PROBLEM DETAILS:
Reproduce the data below in full. Nothing should differ from the original.

ENTRIES PROVIDED:
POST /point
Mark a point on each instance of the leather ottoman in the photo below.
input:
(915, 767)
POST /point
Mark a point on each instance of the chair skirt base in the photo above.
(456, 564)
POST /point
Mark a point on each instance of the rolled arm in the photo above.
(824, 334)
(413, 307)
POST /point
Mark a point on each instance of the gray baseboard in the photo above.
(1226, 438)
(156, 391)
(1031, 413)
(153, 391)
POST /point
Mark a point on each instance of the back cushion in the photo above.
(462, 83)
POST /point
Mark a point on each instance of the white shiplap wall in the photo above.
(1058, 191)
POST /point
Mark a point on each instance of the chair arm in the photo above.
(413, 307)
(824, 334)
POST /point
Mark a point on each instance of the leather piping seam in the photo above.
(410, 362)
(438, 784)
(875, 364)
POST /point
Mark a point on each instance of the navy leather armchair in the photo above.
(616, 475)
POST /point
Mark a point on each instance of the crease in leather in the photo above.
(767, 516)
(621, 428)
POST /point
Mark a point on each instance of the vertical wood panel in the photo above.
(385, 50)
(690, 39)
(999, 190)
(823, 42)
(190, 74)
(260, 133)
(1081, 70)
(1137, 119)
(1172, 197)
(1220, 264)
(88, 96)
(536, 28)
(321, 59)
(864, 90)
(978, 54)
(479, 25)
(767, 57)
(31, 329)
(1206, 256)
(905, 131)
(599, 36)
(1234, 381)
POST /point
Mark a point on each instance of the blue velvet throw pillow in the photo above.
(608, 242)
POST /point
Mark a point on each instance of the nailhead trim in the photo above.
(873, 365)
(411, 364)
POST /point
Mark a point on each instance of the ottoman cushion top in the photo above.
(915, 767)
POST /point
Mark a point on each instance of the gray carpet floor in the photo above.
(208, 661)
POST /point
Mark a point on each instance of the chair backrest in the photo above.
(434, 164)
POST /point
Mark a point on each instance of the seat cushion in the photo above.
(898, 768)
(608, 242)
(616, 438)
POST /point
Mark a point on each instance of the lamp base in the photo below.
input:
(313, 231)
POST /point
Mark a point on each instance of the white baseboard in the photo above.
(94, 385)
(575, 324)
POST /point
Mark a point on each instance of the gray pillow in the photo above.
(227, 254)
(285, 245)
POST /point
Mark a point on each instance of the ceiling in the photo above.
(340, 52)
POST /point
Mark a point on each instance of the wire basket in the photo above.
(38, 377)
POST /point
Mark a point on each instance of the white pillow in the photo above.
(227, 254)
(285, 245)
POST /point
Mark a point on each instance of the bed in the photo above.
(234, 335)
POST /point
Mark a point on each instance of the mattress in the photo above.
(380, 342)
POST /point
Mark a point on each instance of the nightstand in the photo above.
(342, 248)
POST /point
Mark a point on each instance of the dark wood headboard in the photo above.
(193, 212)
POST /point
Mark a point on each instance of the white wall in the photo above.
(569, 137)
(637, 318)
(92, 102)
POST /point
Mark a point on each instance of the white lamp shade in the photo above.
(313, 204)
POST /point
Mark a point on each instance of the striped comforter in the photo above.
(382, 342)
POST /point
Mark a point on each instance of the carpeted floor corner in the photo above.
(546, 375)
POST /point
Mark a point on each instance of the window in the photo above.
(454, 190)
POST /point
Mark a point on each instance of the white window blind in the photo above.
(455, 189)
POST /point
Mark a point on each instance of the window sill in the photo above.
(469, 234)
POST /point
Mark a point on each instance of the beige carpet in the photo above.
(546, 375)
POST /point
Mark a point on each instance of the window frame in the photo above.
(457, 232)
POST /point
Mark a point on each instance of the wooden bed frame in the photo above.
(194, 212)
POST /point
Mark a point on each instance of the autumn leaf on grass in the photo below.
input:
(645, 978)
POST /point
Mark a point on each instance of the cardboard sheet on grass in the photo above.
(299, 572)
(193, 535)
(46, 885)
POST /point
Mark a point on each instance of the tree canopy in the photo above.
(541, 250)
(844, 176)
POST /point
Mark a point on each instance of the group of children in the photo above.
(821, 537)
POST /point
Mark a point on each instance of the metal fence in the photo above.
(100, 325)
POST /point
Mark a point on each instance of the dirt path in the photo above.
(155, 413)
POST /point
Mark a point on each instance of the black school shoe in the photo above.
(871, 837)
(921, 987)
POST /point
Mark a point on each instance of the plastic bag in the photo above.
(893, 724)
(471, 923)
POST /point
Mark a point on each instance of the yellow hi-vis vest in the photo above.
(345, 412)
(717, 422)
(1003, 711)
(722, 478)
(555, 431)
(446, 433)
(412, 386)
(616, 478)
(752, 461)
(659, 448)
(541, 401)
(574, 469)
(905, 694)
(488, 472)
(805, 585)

ANSWER TO THIS PROBLEM:
POST /point
Mark a point on each instance of the leather ottoman in the photo below.
input:
(915, 767)
POST /point
Mark a point on each instance of the chair skirt base in the photo above.
(456, 564)
POST /point
Mark a point on each instance of the rolled arm in the photo above.
(824, 334)
(413, 307)
POST /point
Mark a point on each instance of the gray baseboard in the photo above.
(1226, 438)
(156, 391)
(1031, 413)
(153, 391)
POST /point
Mark a point on each instance of the back cushion in the photo above.
(462, 83)
POST /point
Mark a point on each instance of the white shiplap wall in the photo above.
(1058, 191)
POST /point
Mark a point on each instance of the chair arm in the photo above.
(413, 307)
(824, 334)
POST /point
Mark a point on each instance of the leather piping seam in the photo above.
(410, 362)
(438, 784)
(875, 364)
POST /point
Mark a point on each instance of the navy leather armchair in the photo above.
(616, 475)
POST /point
Mark a point on each instance of the crease in leather in the photo above.
(767, 516)
(621, 428)
POST /point
Mark a point on each instance of the vertical wood panel in the photo above.
(385, 50)
(690, 39)
(999, 190)
(823, 42)
(190, 74)
(260, 133)
(1081, 70)
(1137, 119)
(1172, 197)
(1220, 264)
(88, 96)
(536, 28)
(321, 59)
(864, 90)
(978, 54)
(479, 25)
(767, 57)
(31, 329)
(1206, 256)
(905, 131)
(599, 36)
(1234, 381)
POST /point
Mark a point on each instance of the blue velvet throw pillow in the photo above.
(608, 242)
POST /point
Mark a point on each instance of the nailhead trim in the photo above.
(873, 365)
(411, 364)
POST /point
Mark a point on each instance of the ottoman cushion top in the photo above.
(915, 767)
POST /point
Mark a point on each instance of the gray carpet floor in the photo above.
(208, 661)
POST /point
Mark a point on each instance of the chair backrest in the photo above.
(434, 164)
POST /point
Mark a point on each instance of the seat cushion in the photo above.
(898, 768)
(608, 242)
(616, 438)
POST /point
Mark a point on each instance of the lamp base in the photo below.
input:
(313, 231)
POST /point
Mark a point on each instance of the white baseboard in the photo above.
(94, 385)
(575, 324)
POST /point
Mark a point on each instance of the gray pillow in the photo above.
(227, 254)
(285, 245)
POST /point
Mark a point on each instance of the ceiling in the photo above.
(340, 52)
POST /point
Mark a point on each instance of the wire basket in the photo above.
(38, 377)
POST /point
Mark a point on each instance of the white pillow in the photo above.
(227, 254)
(285, 245)
POST /point
Mark a point on each instance of the bed in the photo above.
(234, 335)
POST /point
Mark a point on each instance of the mattress in the photo above.
(380, 342)
POST /point
Mark a point on each instance of the nightstand in the photo above.
(342, 248)
POST /point
Mark a point on each instance of the dark wood headboard in the photo above.
(193, 212)
POST /point
Mark a point on each instance of the white wall in the photo above.
(569, 137)
(637, 318)
(92, 102)
POST /point
Mark a point on each instance of the white lamp shade in the photo above.
(313, 204)
POST /point
Mark a point on each instance of the striped comforter in the photo above.
(382, 342)
POST /point
Mark a point on each instance of the carpeted floor corner in the photo above.
(546, 375)
POST /point
Mark a point on each instance of the window in the photo above.
(454, 190)
POST /point
Mark a point on each instance of the white window blind in the photo above.
(455, 189)
POST /point
Mark a point on each instance of the window sill in the photo above.
(469, 234)
POST /point
Mark a point on each instance of the beige carpet in the photo above.
(546, 375)
POST /point
Mark a point on each instance of the window frame in the photo above.
(457, 232)
POST /point
Mark a point on each instance of the wooden bed frame in the photo above.
(194, 212)
POST /point
Mark a point on each instance of the autumn leaf on grass in the photo below.
input:
(645, 978)
POST /point
Mark a point on each instance of the cardboard sheet on grass in the photo above.
(299, 572)
(193, 535)
(46, 885)
POST /point
Mark a point on each instance of the tree canopy in the photo above.
(541, 250)
(844, 176)
POST /point
Mark a point on each instance of the group of children in the photo above.
(821, 537)
POST /point
Mark a point on each instance of the metal fence in the photo above.
(100, 325)
POST /point
Mark a point on each instance of the dirt path in the photo above.
(155, 413)
POST /point
Mark a point on each instance of the black school shoe in the photo above.
(871, 837)
(921, 987)
POST /point
Mark a point on each instance of the plastic bag in the photo above.
(893, 724)
(471, 923)
POST /point
Mark a point on each instance of the yellow hi-vis vest in the photo above.
(345, 412)
(717, 422)
(1003, 711)
(722, 478)
(555, 431)
(446, 433)
(412, 386)
(616, 478)
(752, 461)
(659, 448)
(541, 401)
(574, 469)
(905, 694)
(488, 472)
(805, 585)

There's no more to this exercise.